» **Supplied material**:
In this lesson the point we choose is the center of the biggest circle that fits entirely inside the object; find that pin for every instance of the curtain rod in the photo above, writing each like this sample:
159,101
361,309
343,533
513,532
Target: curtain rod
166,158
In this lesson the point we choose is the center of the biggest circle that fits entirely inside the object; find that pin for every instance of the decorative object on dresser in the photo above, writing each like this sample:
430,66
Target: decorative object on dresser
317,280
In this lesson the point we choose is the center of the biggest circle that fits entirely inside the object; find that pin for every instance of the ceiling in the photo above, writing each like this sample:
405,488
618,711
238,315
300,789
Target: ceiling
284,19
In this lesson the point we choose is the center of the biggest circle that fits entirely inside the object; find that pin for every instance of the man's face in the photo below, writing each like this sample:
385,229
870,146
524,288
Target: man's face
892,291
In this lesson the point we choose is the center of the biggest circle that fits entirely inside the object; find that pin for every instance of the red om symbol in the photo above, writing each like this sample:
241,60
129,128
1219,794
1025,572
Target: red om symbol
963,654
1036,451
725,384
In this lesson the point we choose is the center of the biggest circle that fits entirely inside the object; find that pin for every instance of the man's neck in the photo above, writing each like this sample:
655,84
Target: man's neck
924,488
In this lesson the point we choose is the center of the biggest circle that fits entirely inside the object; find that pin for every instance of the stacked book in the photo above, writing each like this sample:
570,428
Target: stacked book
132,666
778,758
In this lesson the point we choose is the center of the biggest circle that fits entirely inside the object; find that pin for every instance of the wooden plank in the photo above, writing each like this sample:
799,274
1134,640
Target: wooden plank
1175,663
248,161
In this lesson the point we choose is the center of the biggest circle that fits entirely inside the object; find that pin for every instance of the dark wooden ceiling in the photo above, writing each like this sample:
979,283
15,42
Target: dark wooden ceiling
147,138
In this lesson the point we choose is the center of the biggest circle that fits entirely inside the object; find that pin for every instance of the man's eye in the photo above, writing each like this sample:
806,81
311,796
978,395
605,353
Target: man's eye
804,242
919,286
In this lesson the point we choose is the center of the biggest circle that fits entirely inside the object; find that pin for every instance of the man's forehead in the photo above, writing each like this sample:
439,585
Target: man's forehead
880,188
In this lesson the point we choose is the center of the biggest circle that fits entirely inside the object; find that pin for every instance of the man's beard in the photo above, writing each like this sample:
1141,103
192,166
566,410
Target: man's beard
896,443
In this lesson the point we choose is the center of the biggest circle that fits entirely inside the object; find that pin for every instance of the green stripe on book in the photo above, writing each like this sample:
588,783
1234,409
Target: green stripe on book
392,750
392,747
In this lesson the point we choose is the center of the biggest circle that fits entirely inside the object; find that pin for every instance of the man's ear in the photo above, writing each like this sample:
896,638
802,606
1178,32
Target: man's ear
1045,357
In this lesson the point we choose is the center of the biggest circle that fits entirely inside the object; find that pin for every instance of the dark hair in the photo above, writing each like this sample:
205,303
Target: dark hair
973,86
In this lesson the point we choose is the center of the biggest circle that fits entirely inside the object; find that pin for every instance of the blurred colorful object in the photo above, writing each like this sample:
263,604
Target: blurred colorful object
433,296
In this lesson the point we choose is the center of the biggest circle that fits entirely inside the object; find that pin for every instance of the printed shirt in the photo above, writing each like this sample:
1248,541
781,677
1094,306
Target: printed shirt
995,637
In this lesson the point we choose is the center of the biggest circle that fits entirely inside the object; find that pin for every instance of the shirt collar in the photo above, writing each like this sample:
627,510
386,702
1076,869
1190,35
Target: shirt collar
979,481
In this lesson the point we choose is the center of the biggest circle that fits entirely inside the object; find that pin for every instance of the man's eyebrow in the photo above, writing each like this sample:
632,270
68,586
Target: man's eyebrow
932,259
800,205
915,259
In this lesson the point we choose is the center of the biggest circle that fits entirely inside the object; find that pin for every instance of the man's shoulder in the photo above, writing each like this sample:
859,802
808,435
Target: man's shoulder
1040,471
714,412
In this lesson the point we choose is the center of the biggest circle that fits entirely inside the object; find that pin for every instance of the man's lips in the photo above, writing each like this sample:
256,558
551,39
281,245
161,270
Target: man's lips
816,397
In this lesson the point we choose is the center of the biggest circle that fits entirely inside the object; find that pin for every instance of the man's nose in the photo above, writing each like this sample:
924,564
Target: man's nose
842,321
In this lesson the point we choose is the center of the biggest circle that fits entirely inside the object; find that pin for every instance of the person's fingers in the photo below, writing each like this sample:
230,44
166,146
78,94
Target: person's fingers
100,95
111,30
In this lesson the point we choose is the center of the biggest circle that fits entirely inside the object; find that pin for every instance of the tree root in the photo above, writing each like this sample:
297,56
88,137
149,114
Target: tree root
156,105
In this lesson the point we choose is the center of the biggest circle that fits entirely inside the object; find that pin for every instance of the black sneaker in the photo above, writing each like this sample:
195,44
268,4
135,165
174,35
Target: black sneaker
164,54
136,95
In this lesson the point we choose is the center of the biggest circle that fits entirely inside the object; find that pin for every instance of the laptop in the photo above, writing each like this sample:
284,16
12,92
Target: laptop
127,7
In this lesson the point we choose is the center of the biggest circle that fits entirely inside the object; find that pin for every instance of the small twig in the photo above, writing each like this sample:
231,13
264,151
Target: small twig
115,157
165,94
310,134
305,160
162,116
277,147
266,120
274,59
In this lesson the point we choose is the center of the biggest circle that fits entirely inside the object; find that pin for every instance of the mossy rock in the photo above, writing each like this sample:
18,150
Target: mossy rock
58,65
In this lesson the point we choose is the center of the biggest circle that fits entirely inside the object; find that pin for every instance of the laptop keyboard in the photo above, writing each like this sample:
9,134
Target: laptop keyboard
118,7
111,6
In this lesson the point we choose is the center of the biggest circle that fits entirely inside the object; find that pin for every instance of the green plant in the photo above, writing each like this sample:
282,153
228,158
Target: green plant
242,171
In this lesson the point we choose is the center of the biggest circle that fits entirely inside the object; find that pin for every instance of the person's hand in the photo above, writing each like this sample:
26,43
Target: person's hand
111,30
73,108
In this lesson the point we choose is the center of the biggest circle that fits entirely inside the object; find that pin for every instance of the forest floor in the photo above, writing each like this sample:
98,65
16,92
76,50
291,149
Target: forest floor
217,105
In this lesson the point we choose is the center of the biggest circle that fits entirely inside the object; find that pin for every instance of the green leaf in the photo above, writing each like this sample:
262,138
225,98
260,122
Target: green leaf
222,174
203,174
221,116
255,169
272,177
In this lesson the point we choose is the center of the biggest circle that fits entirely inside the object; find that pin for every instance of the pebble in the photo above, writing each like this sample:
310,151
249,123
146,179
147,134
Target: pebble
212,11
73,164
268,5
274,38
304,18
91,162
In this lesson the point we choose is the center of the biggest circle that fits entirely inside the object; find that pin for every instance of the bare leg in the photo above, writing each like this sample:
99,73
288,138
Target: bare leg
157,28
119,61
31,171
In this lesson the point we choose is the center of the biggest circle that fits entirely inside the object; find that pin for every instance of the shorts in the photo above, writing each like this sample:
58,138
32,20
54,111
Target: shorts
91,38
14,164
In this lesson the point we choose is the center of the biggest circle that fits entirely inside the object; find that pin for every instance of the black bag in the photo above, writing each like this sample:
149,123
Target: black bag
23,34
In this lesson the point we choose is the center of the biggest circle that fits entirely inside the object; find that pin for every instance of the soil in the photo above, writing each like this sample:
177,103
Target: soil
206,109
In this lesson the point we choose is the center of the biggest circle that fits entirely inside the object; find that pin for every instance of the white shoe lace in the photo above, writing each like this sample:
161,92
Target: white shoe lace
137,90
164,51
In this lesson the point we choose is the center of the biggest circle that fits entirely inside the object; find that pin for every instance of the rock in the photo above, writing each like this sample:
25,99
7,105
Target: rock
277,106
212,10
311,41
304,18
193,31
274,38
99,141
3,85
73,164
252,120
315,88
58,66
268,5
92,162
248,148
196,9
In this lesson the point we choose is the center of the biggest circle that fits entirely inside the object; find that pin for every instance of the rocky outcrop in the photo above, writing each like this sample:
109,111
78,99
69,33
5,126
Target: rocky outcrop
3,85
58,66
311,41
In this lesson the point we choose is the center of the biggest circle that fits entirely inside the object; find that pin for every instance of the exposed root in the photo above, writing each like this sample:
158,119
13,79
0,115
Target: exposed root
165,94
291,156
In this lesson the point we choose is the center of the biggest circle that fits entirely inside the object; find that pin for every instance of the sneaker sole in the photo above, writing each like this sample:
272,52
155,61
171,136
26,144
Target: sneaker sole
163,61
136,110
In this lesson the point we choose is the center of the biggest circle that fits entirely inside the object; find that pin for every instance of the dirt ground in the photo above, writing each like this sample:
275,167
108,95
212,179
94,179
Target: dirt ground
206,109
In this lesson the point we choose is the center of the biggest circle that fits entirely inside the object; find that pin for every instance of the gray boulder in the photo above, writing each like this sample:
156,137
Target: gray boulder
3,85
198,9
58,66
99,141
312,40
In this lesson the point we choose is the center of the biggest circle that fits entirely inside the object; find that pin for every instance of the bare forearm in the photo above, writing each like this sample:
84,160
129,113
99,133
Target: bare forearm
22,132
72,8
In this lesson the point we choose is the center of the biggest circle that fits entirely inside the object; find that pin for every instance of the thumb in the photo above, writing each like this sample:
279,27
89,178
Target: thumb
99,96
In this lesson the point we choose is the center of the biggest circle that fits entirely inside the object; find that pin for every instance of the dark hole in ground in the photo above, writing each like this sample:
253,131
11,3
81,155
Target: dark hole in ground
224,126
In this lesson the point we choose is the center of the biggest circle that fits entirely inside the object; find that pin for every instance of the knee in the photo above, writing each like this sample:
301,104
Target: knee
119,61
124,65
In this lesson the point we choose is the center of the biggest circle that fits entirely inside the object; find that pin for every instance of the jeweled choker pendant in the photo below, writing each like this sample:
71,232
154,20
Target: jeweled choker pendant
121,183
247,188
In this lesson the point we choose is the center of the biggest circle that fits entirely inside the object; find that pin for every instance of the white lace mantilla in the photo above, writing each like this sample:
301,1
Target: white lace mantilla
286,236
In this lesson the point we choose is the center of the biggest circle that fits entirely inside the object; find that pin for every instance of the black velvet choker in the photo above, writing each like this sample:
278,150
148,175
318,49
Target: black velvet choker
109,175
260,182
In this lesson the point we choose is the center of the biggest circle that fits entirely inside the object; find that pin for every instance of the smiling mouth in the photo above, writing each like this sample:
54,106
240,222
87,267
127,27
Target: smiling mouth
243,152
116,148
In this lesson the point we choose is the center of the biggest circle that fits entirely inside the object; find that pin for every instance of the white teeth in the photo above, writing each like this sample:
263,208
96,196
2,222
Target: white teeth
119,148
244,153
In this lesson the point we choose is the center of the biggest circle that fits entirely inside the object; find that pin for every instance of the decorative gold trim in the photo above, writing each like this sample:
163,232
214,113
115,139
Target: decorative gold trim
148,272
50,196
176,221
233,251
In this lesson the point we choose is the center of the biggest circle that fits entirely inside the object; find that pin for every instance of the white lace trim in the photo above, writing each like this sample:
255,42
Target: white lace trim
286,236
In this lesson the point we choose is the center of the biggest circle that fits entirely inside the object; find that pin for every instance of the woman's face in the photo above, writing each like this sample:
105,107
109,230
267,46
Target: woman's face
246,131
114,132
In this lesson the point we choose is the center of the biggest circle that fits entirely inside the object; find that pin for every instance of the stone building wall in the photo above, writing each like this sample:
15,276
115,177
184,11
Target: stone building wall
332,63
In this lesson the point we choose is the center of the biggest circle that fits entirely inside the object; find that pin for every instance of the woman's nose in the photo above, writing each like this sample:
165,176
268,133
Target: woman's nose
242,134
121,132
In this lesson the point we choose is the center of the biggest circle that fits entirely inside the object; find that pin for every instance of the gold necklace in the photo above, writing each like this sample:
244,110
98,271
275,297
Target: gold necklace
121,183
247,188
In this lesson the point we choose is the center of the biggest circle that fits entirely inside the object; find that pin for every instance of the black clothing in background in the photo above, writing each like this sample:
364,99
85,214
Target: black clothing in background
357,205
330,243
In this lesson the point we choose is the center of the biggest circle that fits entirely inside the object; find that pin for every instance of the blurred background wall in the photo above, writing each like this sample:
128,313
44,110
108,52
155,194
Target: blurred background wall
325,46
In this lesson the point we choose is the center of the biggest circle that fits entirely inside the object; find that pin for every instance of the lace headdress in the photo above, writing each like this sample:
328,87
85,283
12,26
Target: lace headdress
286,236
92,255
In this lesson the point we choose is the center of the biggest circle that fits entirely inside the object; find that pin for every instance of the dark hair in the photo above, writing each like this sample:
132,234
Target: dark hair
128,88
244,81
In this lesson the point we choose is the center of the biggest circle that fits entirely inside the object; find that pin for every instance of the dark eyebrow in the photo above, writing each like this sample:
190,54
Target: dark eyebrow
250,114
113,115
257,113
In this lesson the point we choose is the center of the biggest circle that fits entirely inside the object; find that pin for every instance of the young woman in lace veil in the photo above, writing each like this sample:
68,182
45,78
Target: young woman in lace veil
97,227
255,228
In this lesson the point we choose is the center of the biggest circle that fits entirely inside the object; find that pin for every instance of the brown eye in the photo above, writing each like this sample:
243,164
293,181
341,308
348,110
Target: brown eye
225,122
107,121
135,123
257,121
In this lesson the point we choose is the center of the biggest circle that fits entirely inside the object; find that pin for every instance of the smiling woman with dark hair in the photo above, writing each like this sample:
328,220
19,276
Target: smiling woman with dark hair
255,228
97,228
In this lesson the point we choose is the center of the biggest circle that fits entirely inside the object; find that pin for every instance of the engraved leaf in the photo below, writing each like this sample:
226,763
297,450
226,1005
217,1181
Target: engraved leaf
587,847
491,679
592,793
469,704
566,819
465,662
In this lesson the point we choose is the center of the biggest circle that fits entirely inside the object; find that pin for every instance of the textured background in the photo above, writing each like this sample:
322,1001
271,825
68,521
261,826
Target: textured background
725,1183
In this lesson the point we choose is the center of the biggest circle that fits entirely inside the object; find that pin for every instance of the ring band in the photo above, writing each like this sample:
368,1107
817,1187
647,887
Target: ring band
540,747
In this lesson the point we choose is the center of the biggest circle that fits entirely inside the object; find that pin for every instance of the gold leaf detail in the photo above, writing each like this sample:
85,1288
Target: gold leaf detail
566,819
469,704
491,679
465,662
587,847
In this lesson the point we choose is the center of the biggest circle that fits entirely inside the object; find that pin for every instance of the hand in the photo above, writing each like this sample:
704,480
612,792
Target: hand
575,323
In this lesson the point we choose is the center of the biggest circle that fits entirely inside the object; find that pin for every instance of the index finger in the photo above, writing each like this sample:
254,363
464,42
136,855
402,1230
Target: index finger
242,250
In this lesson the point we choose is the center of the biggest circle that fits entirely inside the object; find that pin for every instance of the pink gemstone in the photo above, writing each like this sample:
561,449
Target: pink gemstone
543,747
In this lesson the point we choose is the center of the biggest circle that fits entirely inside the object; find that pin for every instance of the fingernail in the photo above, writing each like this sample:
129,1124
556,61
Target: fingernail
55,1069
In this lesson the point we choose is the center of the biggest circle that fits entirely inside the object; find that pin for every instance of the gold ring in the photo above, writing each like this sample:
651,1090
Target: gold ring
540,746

» **Exercise**: Using the material above, reproduce exactly the line that contains "of the fingernail" and all lines after it through the last one, and only those.

» **Exercise answer**:
In this lesson the point we choose is the center of the biggest circle that fits entirely inside the object; find that pin for every instance of the fingernail in the photo above, writing each like this sample:
129,1124
556,61
Target: fingernail
55,1069
In this lesson the point we choose is the center of the biggest circle that fits entirely inside the object; find that pin for every instance of the gold ring in the photo above, writing each like this sample:
651,1090
Target: gold ring
540,746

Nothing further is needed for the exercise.